** Dataset extract **
--------------------------------------------------

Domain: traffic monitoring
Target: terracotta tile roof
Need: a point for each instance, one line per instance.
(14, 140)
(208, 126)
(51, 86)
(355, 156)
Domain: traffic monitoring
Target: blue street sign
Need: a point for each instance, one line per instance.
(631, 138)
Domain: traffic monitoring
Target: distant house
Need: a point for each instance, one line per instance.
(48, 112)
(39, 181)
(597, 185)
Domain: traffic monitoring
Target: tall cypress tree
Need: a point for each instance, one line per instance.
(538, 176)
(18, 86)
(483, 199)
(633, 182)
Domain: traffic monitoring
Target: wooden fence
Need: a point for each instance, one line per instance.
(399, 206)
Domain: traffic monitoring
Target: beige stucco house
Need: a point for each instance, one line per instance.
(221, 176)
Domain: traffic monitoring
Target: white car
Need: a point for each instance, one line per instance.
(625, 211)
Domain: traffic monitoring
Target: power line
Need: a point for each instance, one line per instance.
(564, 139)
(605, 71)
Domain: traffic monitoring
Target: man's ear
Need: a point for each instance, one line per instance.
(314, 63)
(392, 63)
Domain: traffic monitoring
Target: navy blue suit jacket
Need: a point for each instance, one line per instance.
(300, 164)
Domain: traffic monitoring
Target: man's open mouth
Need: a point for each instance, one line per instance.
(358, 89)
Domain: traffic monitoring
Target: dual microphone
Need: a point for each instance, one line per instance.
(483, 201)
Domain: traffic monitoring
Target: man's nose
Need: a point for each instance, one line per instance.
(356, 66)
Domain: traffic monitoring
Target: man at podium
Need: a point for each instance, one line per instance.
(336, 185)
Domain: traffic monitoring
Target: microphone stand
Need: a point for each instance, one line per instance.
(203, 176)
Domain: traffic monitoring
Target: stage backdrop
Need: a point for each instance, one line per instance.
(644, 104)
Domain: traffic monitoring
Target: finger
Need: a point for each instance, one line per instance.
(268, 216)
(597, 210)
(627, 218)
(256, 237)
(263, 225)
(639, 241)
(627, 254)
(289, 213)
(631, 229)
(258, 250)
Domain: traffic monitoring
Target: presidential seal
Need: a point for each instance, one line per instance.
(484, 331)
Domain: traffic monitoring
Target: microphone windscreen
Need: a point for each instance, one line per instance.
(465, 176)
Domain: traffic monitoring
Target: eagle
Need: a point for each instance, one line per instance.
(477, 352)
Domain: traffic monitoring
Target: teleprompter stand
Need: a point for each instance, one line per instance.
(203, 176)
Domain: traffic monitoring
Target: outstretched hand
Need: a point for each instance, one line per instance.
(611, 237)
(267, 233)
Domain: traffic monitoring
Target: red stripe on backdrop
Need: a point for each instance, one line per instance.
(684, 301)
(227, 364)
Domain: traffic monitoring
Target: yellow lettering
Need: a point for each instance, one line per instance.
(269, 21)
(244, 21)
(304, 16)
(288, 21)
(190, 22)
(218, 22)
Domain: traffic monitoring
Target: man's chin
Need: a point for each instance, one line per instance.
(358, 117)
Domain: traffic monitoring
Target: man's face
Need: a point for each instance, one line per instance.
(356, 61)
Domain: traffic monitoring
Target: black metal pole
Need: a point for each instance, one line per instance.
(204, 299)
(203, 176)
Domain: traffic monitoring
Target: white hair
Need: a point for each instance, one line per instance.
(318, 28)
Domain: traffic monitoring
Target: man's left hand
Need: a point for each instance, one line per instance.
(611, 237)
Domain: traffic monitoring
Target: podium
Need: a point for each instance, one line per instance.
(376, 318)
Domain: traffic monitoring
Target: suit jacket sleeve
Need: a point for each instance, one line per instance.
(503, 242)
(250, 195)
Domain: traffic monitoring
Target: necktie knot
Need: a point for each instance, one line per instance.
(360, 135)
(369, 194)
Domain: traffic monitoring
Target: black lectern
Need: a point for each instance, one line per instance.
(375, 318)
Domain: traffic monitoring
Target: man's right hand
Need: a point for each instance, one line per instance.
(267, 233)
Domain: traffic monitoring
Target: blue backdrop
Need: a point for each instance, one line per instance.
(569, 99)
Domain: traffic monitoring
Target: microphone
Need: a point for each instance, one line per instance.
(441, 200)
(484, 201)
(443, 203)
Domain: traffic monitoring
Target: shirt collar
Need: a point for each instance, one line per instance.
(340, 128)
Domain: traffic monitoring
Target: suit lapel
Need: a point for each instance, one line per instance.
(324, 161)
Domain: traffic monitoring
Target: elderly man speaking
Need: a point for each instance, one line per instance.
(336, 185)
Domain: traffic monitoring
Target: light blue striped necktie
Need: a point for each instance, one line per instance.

--------------------------------------------------

** Assignment **
Each entry above is to be transcribed word for word.

** The answer **
Domain: traffic monitoring
Target: terracotta tile roof
Need: a point for each instance, one line per instance.
(14, 140)
(208, 126)
(51, 86)
(355, 156)
Domain: traffic monitoring
Target: blue street sign
Need: a point for each instance, one line per instance.
(631, 138)
Domain: traffic monitoring
Target: distant house
Need: a point for each instance, one line per instance.
(48, 112)
(39, 181)
(597, 185)
Domain: traffic monitoring
Target: tall cypress tree
Need: a point for each instance, one line per instance.
(538, 176)
(18, 86)
(483, 199)
(633, 182)
Domain: traffic monitoring
Target: wooden fence
Need: a point for each instance, one line per instance.
(399, 206)
Domain: traffic monitoring
Target: beige stucco house
Need: a point for each instance, one line per instance.
(221, 176)
Domain: traffic monitoring
Target: white car
Need: a point for each instance, one line per instance.
(625, 211)
Domain: traffic monitoring
Target: power line
Need: a point for each instance, one line per instance.
(564, 139)
(605, 71)
Domain: traffic monitoring
Target: man's ear
Need: a point for each instance, one line per instance.
(314, 63)
(392, 63)
Domain: traffic monitoring
Target: navy blue suit jacket
Need: a point for each instance, one line per instance.
(300, 164)
Domain: traffic monitoring
Target: man's open mouth
Need: a point for each instance, one line per instance.
(358, 89)
Domain: traffic monitoring
Target: dual microphone
Need: a point for each instance, one line per instance.
(483, 201)
Domain: traffic monitoring
Target: man's nose
Need: a point for each instance, one line per instance.
(356, 66)
Domain: traffic monitoring
Target: man at podium
Need: a point for each instance, one line per instance.
(336, 185)
Domain: traffic monitoring
Target: microphone stand
Need: a point for each instance, one line per instance.
(203, 176)
Domain: traffic monitoring
Target: stage backdrop
Need: a point for each instance, one line per instance.
(644, 104)
Domain: traffic monitoring
Target: finger
Need: a point for each instance, one line per instance.
(268, 216)
(597, 210)
(627, 218)
(256, 237)
(263, 225)
(639, 241)
(627, 254)
(289, 213)
(631, 229)
(258, 250)
Domain: traffic monitoring
Target: presidential seal
Need: a point for each instance, one line per instance.
(484, 331)
Domain: traffic monitoring
Target: microphone windscreen
Need: a point for each instance, one line per instance.
(465, 176)
Domain: traffic monitoring
Target: eagle
Need: a point for each instance, one line per instance.
(477, 352)
Domain: traffic monitoring
Target: teleprompter stand
Need: a point for each instance, one line per instance.
(203, 176)
Domain: traffic monitoring
Target: outstretched hand
Need: a point for each instance, one line per instance.
(611, 237)
(267, 233)
Domain: traffic monitoring
Target: red stripe on backdrop
Need: a point for each instance, one line per instance.
(684, 301)
(227, 364)
Domain: traffic monitoring
Target: yellow lettering
Need: a point for each instance, one line per instance.
(269, 21)
(244, 21)
(304, 16)
(288, 21)
(190, 22)
(218, 22)
Domain: traffic monitoring
Target: man's chin
Need: a point for each instance, one line per instance.
(358, 117)
Domain: traffic monitoring
Target: man's face
Need: a point for each instance, one line per instance.
(356, 61)
Domain: traffic monitoring
Target: black metal pole
Need: a point for each instance, one line per instance.
(204, 299)
(203, 176)
Domain: traffic monitoring
Target: white hair
Need: a point for each instance, one line per instance.
(318, 28)
Domain: traffic monitoring
Target: man's left hand
Need: a point for each instance, one line per instance.
(611, 237)
Domain: traffic monitoring
Target: podium
Need: a point for each instance, one line per instance.
(376, 318)
Domain: traffic monitoring
Target: suit jacket sleeve
Need: a point for each instance, one line per instance.
(503, 242)
(250, 195)
Domain: traffic monitoring
Target: necktie knot
Need: a point for each instance, one line per instance.
(360, 135)
(369, 194)
Domain: traffic monitoring
Target: black lectern
Need: a point for each instance, one line per instance.
(375, 318)
Domain: traffic monitoring
Target: man's right hand
Need: a point for each instance, one line per instance.
(267, 233)
Domain: traffic monitoring
Target: blue backdrop
Need: a point for each instance, one line per instance.
(569, 99)
Domain: traffic monitoring
Target: microphone
Need: a point for each instance, one line per instance.
(441, 200)
(484, 201)
(443, 203)
Domain: traffic monitoring
Target: shirt collar
Need: a point for each instance, one line per instance.
(340, 128)
Domain: traffic monitoring
Target: suit lapel
Need: a point for each instance, one line per instance.
(324, 161)
Domain: traffic monitoring
Target: elderly man speaking
Need: a point for each instance, one line per instance.
(336, 185)
Domain: traffic monitoring
Target: light blue striped necktie
Need: a point for each instance, one line per instance.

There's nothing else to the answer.